Task description: Report every line of the listing below that contains the string "blue". The match is case-sensitive.

BEGIN Source records

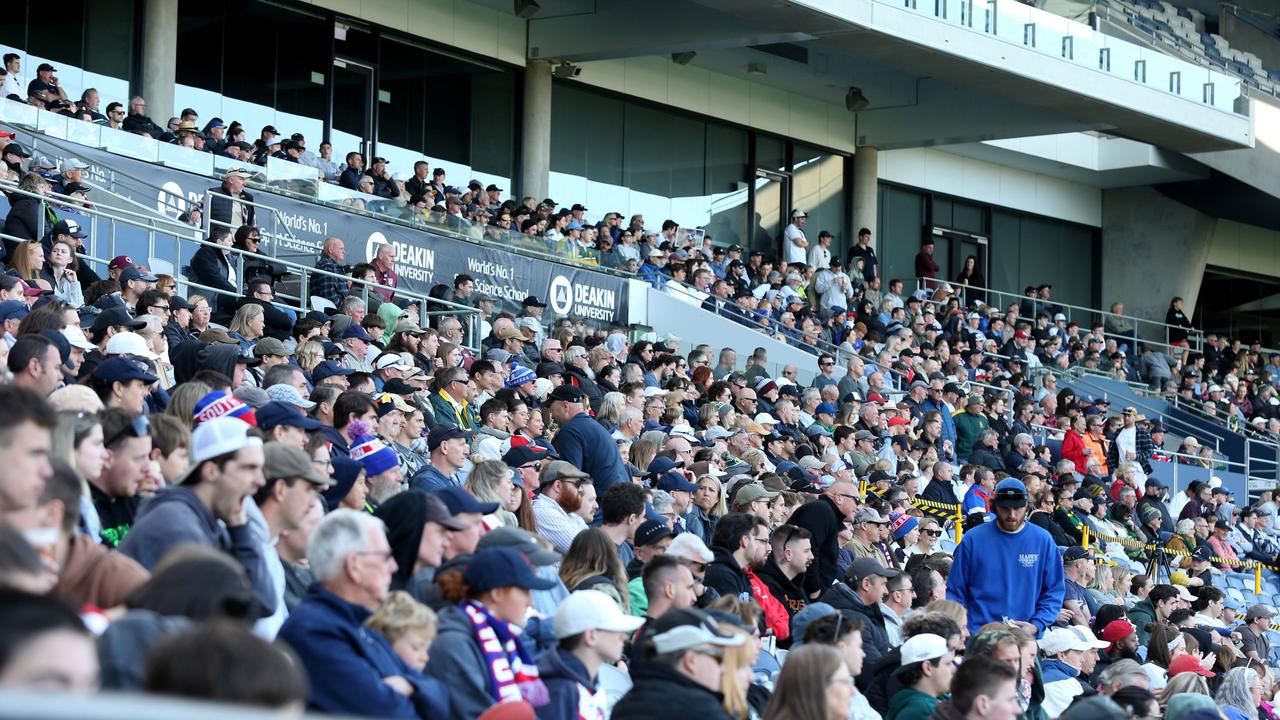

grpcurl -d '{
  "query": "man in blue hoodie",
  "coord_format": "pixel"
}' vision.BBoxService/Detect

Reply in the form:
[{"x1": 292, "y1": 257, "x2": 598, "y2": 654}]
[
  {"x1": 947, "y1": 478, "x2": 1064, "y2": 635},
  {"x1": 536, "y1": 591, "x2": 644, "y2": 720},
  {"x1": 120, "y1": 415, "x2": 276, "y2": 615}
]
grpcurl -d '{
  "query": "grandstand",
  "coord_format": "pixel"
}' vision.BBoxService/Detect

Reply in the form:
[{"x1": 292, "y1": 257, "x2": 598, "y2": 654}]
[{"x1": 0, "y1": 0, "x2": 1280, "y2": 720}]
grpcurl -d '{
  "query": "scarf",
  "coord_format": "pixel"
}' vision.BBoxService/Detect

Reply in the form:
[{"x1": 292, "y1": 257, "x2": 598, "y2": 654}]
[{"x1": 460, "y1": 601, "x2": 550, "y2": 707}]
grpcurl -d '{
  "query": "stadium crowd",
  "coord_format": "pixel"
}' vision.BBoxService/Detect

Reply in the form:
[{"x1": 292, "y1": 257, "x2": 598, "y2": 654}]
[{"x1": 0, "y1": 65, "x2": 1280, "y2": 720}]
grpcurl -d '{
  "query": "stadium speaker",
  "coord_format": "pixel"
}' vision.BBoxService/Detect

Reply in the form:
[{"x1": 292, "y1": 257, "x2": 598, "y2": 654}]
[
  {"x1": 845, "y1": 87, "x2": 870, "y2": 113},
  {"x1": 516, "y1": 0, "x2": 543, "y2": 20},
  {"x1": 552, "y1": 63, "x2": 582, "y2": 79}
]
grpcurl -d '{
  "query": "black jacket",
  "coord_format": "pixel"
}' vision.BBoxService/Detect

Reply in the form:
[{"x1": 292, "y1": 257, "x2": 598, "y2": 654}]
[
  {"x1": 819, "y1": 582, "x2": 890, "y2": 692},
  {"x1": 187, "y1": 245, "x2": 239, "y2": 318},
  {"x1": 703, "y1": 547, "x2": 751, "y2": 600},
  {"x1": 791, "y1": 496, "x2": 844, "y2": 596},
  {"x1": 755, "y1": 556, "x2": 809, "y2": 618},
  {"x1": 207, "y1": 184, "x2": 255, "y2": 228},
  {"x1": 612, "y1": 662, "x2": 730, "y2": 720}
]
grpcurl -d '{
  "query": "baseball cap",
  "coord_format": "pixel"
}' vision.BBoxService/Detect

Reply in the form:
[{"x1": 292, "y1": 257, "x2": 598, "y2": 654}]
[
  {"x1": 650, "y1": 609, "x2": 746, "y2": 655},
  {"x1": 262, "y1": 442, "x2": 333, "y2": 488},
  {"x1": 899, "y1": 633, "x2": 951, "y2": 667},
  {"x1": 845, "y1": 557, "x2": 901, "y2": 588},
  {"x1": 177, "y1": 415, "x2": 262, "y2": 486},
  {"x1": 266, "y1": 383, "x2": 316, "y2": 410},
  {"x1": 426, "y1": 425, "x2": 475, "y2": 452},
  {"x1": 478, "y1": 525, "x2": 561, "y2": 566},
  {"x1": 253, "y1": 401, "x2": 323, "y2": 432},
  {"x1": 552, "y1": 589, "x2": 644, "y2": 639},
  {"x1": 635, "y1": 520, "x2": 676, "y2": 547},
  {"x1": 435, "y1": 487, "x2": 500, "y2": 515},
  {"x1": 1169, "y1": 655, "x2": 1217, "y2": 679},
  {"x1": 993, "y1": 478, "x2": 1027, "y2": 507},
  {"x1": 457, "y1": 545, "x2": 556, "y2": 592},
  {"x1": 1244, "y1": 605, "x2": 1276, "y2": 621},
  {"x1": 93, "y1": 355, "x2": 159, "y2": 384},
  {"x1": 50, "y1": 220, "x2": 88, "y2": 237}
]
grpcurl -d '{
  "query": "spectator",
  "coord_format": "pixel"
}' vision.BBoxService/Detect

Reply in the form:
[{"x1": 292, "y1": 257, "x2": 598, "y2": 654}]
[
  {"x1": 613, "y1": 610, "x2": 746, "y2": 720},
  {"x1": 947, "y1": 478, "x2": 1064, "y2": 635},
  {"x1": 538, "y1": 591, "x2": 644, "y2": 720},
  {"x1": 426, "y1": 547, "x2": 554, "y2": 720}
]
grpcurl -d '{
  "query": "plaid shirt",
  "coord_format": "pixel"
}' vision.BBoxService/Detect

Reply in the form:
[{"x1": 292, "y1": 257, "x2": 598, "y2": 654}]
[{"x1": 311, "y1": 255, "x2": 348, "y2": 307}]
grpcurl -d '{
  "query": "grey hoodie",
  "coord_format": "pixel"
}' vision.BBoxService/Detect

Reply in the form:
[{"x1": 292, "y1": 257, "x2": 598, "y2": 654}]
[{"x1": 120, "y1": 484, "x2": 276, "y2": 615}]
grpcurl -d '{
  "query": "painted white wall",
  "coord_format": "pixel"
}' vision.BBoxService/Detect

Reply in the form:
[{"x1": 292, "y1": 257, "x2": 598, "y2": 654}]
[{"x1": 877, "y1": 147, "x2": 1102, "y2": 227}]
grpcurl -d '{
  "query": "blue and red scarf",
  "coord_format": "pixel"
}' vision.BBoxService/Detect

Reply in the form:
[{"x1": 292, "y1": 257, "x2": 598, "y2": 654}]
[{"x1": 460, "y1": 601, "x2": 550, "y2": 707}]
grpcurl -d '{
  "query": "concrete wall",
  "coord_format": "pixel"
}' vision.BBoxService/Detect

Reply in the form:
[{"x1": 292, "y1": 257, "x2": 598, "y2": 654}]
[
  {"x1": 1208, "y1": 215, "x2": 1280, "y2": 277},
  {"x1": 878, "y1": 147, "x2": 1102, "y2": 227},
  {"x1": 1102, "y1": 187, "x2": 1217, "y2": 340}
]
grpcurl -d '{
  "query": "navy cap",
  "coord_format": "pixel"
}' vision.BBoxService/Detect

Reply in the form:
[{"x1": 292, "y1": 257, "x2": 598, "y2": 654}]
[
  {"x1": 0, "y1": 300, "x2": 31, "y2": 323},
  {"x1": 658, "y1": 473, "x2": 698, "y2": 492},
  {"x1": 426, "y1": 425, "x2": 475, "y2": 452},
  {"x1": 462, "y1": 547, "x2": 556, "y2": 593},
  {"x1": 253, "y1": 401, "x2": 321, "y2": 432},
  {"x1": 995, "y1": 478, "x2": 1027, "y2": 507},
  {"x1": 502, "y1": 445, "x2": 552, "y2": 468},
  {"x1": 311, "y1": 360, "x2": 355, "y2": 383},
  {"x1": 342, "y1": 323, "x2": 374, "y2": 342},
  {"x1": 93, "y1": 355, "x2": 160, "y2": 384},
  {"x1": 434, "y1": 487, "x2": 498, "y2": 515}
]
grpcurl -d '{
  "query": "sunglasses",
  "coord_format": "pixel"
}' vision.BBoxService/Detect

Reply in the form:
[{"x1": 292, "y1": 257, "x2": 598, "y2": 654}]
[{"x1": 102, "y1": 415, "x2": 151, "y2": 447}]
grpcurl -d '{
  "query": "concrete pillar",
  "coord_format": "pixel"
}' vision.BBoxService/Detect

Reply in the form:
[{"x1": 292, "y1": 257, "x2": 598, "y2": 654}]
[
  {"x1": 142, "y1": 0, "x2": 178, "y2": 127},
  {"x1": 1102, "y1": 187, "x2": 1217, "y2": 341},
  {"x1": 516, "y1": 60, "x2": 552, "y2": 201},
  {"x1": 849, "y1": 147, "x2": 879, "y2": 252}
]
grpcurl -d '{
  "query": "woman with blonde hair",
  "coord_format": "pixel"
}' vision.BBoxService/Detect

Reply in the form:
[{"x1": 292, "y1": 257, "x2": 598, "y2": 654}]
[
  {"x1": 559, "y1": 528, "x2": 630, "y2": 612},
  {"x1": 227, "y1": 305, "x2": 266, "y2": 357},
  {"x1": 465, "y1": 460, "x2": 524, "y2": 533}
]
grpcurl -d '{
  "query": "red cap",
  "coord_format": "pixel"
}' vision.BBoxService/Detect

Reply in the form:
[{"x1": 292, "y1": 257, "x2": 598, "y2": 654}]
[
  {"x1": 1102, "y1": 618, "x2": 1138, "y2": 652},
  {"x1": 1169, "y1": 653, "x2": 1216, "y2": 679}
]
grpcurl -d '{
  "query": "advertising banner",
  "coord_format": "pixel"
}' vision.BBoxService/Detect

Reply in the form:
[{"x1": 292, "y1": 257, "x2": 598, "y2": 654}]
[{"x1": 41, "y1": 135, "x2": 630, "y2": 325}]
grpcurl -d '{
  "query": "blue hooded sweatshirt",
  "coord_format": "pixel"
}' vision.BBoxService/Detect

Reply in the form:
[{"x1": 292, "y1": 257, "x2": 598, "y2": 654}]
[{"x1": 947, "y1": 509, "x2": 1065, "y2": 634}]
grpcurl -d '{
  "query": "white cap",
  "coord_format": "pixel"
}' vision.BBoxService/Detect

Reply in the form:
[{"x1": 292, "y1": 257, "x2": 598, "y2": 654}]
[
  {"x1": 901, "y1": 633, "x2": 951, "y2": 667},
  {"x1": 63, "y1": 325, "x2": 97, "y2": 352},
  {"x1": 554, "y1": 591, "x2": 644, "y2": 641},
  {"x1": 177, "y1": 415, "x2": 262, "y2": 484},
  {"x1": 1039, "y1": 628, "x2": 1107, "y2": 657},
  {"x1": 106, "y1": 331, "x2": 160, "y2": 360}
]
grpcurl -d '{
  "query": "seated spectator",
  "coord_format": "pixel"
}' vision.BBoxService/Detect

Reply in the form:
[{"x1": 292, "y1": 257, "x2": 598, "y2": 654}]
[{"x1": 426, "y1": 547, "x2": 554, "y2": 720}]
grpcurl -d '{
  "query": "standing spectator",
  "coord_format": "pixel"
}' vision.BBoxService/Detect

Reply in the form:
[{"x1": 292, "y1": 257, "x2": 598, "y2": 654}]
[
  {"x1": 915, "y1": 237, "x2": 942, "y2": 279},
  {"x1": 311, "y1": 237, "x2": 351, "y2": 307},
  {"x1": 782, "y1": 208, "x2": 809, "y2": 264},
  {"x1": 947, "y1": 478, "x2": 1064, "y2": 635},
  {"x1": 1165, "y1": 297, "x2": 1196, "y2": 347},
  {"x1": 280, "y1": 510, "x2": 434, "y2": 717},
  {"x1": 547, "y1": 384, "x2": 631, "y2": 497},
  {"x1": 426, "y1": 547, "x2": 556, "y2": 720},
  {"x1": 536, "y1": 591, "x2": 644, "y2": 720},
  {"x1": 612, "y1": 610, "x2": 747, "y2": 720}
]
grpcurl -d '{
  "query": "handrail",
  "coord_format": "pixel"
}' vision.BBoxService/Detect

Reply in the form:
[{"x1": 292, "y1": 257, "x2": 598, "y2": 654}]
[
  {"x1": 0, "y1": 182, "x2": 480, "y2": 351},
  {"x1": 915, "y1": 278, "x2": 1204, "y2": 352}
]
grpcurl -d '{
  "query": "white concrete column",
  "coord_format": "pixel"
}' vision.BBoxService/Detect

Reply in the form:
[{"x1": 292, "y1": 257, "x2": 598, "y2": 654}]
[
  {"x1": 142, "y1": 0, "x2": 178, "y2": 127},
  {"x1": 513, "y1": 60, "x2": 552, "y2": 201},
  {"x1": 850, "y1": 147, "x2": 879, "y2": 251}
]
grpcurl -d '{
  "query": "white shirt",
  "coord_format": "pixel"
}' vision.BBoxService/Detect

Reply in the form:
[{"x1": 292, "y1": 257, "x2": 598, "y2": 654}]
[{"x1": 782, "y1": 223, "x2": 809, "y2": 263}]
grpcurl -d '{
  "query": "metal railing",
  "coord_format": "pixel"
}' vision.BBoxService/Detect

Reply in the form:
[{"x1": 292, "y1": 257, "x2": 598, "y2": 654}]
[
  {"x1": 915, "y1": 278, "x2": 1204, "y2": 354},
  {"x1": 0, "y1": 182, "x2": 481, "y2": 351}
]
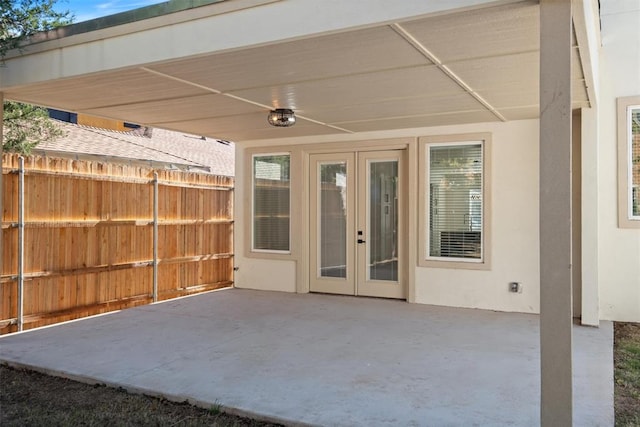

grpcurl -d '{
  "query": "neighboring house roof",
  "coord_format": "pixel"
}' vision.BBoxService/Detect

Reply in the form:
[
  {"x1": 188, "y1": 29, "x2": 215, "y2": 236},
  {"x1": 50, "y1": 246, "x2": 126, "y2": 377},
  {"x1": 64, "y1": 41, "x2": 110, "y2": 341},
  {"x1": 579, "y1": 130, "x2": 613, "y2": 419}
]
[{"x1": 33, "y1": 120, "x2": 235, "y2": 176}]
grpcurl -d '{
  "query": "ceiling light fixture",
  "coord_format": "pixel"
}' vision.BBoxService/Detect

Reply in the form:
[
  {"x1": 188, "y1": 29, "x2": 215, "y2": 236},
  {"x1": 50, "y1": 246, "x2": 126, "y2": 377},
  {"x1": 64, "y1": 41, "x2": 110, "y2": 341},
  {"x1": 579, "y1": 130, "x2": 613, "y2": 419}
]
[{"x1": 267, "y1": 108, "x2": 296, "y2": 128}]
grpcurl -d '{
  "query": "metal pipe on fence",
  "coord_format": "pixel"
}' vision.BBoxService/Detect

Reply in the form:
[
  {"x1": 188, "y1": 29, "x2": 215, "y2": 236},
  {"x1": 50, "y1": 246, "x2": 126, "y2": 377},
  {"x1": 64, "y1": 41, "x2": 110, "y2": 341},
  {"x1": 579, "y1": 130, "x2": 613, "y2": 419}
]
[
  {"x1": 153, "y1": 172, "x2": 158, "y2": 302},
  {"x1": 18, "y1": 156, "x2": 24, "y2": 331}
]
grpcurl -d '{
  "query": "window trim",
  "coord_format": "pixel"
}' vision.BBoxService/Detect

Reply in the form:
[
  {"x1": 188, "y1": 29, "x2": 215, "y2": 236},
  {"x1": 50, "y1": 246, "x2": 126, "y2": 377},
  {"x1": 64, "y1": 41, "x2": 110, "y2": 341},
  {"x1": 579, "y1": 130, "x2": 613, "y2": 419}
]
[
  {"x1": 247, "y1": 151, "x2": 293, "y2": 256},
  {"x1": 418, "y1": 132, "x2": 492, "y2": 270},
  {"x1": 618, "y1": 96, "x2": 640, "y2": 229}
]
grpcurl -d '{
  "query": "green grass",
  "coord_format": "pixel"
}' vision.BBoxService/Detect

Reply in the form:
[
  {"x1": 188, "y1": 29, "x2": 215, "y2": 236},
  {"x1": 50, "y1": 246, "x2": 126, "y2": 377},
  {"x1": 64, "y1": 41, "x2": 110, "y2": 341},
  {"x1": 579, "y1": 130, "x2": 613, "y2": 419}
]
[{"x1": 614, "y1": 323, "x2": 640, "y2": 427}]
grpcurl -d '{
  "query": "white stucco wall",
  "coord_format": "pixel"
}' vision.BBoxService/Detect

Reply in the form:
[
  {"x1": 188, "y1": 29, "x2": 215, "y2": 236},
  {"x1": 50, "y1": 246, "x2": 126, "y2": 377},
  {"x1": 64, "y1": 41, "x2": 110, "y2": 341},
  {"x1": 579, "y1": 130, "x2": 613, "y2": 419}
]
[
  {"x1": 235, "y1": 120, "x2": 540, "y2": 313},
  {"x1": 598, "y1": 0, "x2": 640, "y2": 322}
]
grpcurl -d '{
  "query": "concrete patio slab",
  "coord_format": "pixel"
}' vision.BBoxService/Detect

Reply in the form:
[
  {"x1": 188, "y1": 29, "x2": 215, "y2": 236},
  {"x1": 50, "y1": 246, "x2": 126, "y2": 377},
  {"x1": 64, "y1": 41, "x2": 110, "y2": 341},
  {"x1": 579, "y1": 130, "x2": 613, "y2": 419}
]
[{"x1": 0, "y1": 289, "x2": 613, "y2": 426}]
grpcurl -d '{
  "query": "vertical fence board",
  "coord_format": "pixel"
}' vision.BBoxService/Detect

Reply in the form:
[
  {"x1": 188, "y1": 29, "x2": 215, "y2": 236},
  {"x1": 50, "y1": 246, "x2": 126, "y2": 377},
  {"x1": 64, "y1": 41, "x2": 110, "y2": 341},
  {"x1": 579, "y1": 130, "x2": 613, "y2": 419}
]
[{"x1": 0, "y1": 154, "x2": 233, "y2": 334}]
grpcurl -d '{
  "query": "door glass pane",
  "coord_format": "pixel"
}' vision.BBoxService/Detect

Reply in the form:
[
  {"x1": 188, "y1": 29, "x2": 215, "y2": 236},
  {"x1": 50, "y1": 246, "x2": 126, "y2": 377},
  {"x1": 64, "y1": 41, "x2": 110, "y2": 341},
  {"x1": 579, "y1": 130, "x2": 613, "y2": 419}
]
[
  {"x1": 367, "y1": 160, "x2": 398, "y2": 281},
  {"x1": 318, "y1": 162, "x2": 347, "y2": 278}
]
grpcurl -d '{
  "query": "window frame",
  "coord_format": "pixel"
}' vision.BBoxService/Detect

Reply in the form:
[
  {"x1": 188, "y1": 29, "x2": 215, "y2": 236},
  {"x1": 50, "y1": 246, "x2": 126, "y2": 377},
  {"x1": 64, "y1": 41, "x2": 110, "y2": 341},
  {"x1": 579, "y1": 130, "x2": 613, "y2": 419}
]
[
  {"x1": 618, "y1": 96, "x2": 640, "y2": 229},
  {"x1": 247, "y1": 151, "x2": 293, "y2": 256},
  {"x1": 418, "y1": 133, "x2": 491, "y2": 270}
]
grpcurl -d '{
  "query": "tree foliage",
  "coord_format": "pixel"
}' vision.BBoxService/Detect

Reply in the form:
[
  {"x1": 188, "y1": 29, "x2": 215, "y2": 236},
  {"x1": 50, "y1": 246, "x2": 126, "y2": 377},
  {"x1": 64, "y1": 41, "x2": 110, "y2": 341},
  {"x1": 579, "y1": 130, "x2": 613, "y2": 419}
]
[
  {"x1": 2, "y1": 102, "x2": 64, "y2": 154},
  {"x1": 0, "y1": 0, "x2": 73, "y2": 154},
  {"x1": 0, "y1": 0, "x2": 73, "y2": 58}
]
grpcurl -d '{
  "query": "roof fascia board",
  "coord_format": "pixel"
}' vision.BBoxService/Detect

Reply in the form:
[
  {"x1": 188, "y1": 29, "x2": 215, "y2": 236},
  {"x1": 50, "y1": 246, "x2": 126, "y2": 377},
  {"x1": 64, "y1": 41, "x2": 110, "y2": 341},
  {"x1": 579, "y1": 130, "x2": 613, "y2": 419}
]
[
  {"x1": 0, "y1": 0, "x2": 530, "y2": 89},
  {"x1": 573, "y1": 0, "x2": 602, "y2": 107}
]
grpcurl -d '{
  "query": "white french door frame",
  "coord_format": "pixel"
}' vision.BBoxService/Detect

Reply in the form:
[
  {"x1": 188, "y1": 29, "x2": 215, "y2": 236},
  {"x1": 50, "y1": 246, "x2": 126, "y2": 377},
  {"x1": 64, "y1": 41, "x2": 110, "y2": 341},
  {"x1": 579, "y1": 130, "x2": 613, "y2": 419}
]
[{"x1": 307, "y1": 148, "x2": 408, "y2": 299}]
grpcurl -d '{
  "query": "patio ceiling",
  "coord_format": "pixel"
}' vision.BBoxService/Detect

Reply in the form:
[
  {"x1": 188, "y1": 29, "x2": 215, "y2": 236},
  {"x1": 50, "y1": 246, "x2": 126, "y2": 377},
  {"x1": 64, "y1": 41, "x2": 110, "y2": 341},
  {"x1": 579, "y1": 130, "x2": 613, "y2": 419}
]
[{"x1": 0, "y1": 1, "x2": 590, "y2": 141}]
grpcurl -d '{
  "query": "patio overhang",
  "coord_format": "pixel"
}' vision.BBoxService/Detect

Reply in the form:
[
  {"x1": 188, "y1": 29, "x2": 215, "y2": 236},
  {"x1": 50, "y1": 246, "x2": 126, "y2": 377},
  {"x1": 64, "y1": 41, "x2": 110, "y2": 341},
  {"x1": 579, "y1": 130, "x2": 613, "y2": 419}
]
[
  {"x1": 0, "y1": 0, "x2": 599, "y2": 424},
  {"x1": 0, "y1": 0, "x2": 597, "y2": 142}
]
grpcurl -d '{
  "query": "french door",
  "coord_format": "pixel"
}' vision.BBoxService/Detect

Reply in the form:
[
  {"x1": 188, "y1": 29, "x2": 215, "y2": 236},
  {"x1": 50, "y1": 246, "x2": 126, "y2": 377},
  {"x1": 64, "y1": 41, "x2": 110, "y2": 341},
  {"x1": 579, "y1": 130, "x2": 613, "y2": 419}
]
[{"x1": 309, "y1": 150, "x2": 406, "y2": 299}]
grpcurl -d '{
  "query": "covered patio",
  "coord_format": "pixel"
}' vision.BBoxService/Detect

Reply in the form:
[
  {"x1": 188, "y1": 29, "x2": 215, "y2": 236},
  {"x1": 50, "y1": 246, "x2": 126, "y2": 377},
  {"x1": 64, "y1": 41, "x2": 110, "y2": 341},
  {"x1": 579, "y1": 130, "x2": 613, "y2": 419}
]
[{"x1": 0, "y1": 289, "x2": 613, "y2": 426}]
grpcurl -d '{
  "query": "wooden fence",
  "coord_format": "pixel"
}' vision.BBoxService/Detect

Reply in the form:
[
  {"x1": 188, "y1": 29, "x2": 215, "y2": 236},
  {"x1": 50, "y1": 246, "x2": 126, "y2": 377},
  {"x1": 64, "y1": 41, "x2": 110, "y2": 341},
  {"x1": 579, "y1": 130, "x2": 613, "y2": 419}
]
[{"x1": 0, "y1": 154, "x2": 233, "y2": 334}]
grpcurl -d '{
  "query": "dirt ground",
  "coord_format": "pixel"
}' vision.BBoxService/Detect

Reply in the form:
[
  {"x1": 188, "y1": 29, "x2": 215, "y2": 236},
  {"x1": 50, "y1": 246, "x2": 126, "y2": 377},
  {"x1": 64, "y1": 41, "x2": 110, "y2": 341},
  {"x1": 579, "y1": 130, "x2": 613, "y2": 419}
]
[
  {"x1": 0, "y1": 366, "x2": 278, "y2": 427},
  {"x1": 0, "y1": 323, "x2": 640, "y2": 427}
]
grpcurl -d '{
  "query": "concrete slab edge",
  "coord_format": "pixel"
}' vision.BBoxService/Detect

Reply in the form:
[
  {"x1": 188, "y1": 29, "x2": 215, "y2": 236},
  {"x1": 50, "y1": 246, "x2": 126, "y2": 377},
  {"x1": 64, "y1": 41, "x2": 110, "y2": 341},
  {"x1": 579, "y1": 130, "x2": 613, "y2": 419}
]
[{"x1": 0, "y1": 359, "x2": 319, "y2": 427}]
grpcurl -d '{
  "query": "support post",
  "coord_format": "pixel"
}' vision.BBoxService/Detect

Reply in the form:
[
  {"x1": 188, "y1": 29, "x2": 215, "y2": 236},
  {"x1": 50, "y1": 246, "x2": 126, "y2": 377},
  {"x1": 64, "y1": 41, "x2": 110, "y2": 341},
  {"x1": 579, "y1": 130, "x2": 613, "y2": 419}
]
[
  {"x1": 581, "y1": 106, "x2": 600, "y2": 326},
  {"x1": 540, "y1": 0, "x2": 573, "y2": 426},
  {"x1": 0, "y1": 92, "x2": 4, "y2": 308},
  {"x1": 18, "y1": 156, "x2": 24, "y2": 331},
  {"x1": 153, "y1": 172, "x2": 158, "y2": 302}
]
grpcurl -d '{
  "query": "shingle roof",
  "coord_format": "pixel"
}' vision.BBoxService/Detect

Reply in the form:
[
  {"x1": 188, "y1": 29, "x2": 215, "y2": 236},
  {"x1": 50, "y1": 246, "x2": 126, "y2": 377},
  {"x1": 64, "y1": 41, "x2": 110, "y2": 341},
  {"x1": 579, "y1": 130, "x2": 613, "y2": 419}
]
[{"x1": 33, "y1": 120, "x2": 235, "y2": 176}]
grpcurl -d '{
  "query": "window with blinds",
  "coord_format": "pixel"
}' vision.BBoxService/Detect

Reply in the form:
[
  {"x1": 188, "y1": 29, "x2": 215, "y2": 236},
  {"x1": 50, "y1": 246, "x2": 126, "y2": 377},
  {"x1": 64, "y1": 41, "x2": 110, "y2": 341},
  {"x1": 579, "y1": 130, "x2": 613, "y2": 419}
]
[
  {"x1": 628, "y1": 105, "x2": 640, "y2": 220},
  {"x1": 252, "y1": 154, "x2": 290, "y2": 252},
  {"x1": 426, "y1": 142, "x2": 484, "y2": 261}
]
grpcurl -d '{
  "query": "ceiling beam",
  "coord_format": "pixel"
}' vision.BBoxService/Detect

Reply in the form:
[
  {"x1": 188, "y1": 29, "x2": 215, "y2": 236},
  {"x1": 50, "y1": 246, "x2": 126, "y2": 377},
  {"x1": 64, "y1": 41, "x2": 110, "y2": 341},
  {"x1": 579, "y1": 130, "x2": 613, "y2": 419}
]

END Source records

Exercise result:
  "query": "man in blue hoodie",
  "query": "blue and red scarf",
  "query": "blue hooded sweatshirt",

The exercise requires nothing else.